*Entries supplied:*
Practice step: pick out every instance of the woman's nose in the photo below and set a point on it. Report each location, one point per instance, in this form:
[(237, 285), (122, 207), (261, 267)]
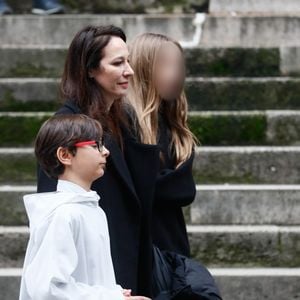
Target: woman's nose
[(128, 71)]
==
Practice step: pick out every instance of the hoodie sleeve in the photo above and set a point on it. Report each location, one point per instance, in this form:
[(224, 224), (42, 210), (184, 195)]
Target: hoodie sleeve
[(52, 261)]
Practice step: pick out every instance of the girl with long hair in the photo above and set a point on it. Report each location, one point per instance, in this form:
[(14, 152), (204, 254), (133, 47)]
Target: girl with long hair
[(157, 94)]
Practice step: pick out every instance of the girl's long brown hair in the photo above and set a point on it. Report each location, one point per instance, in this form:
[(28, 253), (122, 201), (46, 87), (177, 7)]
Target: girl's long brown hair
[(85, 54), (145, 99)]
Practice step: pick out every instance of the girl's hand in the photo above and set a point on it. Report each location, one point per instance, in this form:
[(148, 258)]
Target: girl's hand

*Task statement:* Copy the material from the line containing "Practice step: pick out every instance of the girl's long" through the line containing "[(85, 54), (145, 99)]", substituting "dark" for every "brown" and leaving everything else unchanged.

*Exercise response:*
Practice step: pick out every instance of the girl's long dark hair in the photo above and set a point on it. Report each location, one point per instance, in this form:
[(28, 253), (122, 201), (46, 87), (177, 7)]
Target: girl's long dark hair
[(85, 54), (145, 99)]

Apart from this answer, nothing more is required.